* **Reading passage**

The process of diagnosing skin cancer is a daunting one. Here are some tips and advice on detecting early signs of skin cancer at home and how further tests by Doctor and Cancer Specialists diagnose non-melanoma skin cancer.
The most common types of non-melanoma skin cancer are basal and squamous cell cancer:
- Basal cells are newly formed cells made deep in the epidermis (the surface layer of skin). Basal cell cancer usually looks like a small crater in the skin, or a bump, that has a shiny surface.
- Squamous cells are old cells that are pushed to the surface of the skin by newly produced basal cells. Squamous cell cancer tends to be scaly and red.
Skin cancer is most likely to occur on parts of the body that are exposed to the sun: the face, neck, hands, arms, and legs.
Most skin cancers can be cured if they are caught early so you should check your skin regularly for any unusual changes, such as:
- Moles or birthmarks that change shape, color, or size
- New growth patches on your skin that are red and scaly and pale nodules that grow larger and then crust
- Unhealed sores
- Patches of skin that itch, swell or bleed and become red or bumpy
- The skin becomes yellow/white when stretched.

* **List of tasks**
#1 Quote the skin cancer passage above word for word, everything from "Skin cancer is most" down to "yellow/white when stretched.".
#2 Translate this sentence from the skin cancer passage above into Spanish: "Squamous cell cancer tends to be scaly and red."
#3 Write what comes next in the skin cancer passage above, picking up after its final line.

* **Provided records**

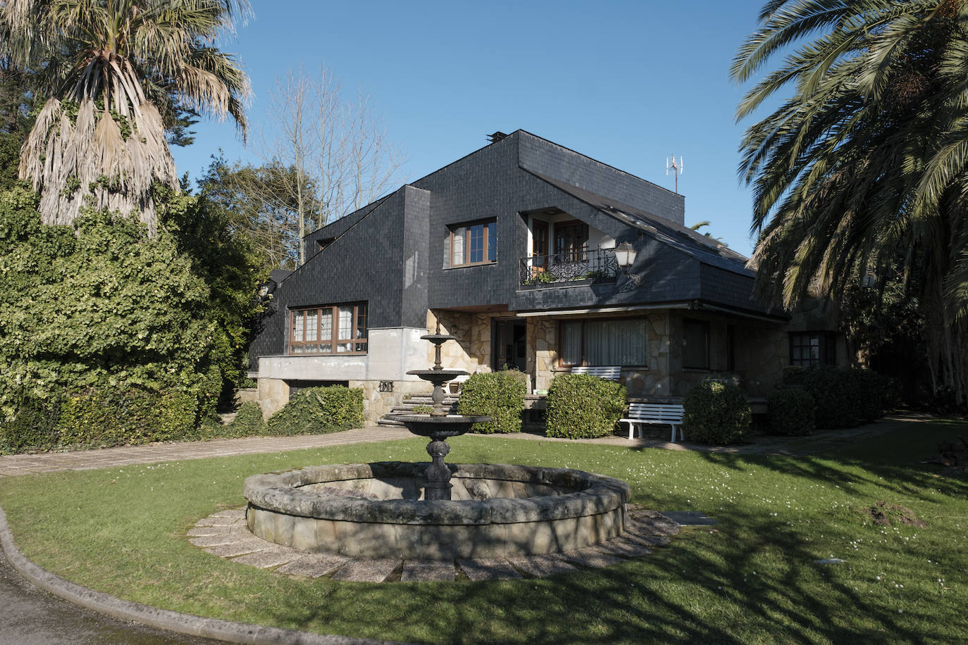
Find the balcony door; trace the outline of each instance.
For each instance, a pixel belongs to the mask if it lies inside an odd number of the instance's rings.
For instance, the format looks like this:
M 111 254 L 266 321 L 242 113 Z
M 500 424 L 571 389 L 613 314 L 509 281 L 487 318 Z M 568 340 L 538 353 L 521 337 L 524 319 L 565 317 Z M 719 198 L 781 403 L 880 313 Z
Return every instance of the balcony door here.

* **Answers to the tasks**
#1
Skin cancer is most likely to occur on parts of the body that are exposed to the sun: the face, neck, hands, arms, and legs.
Most skin cancers can be cured if they are caught early so you should check your skin regularly for any unusual changes, such as:
- Moles or birthmarks that change shape, color, or size
- New growth patches on your skin that are red and scaly and pale nodules that grow larger and then crust
- Unhealed sores
- Patches of skin that itch, swell or bleed and become red or bumpy
- The skin becomes yellow/white when stretched.

#2 El cáncer de células escamosas suele ser escamoso y rojo.

#3
The above symptoms could be connected to other health problems. To determine whether the above signs indicate, skin cancer testing is needed from a doctor.
If you have developed signs of non-melanoma skin cancer, your doctor will examine the abnormal area of skin and ask you about the changes that you have experienced.
If your doctor suspects that you may have skin cancer, they will refer you to a team of cancer specialists – either the Local Hospital Skin Cancer Multidisciplinary Team (LSCMDT) or the Specialist Skin Cancer Multidisciplinary Team (SSCMDT). GPs have guidelines on which patients need to be seen urgently by cancer specialist teams.
Cancer Specialist Diagnosis
Either the LSCMDT or SSCMDT cancer specialist team – whichever you have been referred to by your GP – will diagnose skin cancer by running a biopsy on the affected area.
A biopsy is done under local anesthetic through an injection into the area that is being tested; the specialist will then cut out a sample of skin tissue to be sent off for laboratory testing under a microscope.
There are four different types of biopsy:
- Incisional or excisional – a small piece of skin tissue is removed using a surgical knife
- Punch – a deep skin tissue sample is removed
- Shave – the top layer of skin is shaved off
- Tru-Cut – tissue sample is taken with a needle.
After the first three types of biopsies listed above, you may require stitches; these will stay in for roughly a week, and if you haven’t been given dissolvable stitches, you will have to return to the cancer specialist or your GP to have them removed.
Biopsy results usually take two to three weeks to process. If the skin sample contains cancerous cells, you may be required to have more tests.